Meanwhile, smaller companies in the sector are expected to face a more challenging fundraising environment, analysts say, as sliding stock prices mean investors are less willing to take big risks. In addition, they say, customers are looking to consolidate their spending and are more likely to pick and stick with the biggest players that often offer more reliability and a broader set of features.


Travel software company Sabre Corp. has decided to do more on the cloud, a move it says saves money and provides more flexibility for its business. It has increasingly done more through Google's cloud, as using one cloud provider helps simplify the technology for its engineers and other employees.


Google's capacity to analyze large amounts of data and its large menu of capabilities allow Sabre to focus spending on one vendor, saving it time and effort of juggling too many, said Joe DiFonzo, Sabre's chief information officer.


"We're going from managing hundreds and hundreds of individual third-party software relationships to centering on using more and more Google Cloud," he said. He estimates that while Google most recently accounted for about 28% of the company's spending on cloud services, it will take up 65% of Sabre's cloud budget by year-end.


Combined revenue from cloud services at the top three companies grew more than 33% last year and is expected to grow close to 29% this year, according to analysts surveyed by FactSet.


"The big three really are running away with the game," said Synergy chief analyst John Dinsdale.


As other tech sectors are staring at postpandemic slowdowns, demand for cloud services has stayed strong, said Thomas Kurian, chief executive of Google Cloud, whose global market share has increased from 1.5% in 2015 to 7.1% in 2021, according to Gartner Inc.


"We still see significant demand and interest from customers around the world in virtually every industry," he said.


In recent years, some new and older cloud companies have grown their businesses by providing software and services to help customers interact with the cloud. However, the three companies' dominance in hosting the cloud means the other cloud companies usually still have to work with them—and it positions the three to offer competing products later.

- [Information]
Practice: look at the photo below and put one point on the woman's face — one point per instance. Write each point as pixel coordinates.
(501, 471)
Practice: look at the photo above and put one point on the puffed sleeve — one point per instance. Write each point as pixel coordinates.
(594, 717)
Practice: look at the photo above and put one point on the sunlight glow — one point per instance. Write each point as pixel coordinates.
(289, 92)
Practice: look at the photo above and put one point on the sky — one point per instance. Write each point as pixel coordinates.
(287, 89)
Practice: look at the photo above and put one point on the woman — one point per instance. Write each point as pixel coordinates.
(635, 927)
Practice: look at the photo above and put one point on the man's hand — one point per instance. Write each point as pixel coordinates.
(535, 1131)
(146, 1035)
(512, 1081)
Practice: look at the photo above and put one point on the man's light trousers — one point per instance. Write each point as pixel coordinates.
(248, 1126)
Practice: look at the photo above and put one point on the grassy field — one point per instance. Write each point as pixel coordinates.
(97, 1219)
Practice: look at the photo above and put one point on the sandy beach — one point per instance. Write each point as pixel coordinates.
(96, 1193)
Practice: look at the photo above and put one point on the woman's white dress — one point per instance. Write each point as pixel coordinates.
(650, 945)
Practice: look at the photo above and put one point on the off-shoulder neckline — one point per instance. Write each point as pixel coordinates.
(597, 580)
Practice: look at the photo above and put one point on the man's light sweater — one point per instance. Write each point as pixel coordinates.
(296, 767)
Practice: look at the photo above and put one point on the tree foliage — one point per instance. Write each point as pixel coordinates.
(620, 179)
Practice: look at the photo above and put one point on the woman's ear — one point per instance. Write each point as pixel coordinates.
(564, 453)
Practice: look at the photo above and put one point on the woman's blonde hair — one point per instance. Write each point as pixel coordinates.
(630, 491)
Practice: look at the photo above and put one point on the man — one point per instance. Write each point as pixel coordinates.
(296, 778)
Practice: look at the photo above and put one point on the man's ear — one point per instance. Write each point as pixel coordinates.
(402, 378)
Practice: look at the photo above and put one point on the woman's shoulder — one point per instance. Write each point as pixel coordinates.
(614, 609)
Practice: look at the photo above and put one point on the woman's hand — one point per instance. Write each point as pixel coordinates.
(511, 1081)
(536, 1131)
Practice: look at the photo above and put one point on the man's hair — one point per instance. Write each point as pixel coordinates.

- [Assigned task 1]
Reproduce the cloud market excerpt between "Travel software company" and "chief information officer.", inclusive, switching "engineers" to "developers".
- [Assigned task 2]
Resume the article on the cloud services market, picking up after its last sentence.

- [Answer 1]
Travel software company Sabre Corp. has decided to do more on the cloud, a move it says saves money and provides more flexibility for its business. It has increasingly done more through Google's cloud, as using one cloud provider helps simplify the technology for its developers and other employees.


Google's capacity to analyze large amounts of data and its large menu of capabilities allow Sabre to focus spending on one vendor, saving it time and effort of juggling too many, said Joe DiFonzo, Sabre's chief information officer.

- [Answer 2]
Box Inc. Chief Executive Aaron Levie says the heft of the big three companies helps drive down prices for Box, but it also indicates their control of the market.


"You have these players that have economies of scale, and scale begets more scale," Mr. Levie said. Box sells cloud-based content-management and collaboration software, making it a user of as well as a competitor to the big three cloud companies.


Snowflake Inc. is one of the cloud-service providers that have risen quickly in recent years but faces growing competition from the cloud platforms it uses. Snowflake's annual sales doubled for each of its past two fiscal years but the company expects growth to slow to 66% this year.


The company, which helps customers analyze business data across different clouds, has accused Google of trying to undercut its sales by pushing its competitive data analytics product, BigQuery.


"Google is not an open platform," said Michael Scarpelli, chief financial officer at Snowflake, at an event earlier this year. "They don't like to partner very well, especially if they feel threatened."


Google said it has proven it can work well with competitors and some customers are choosing its product over Snowflake's because it is better.


Other software startups have accused Amazon of developing competing cloud software. Amazon has said it is just reacting to its customers' needs.


Cloud platform newcomers such as startup Sushi Cloud LLC are attempting to break through by focusing on niche areas like making running artificial intelligence software in the cloud cheaper. Others such as Cloudflare Inc. are trying to appeal to customers by offering low fees to shift data out of their clouds. The top cloud companies often make it expensive to move data.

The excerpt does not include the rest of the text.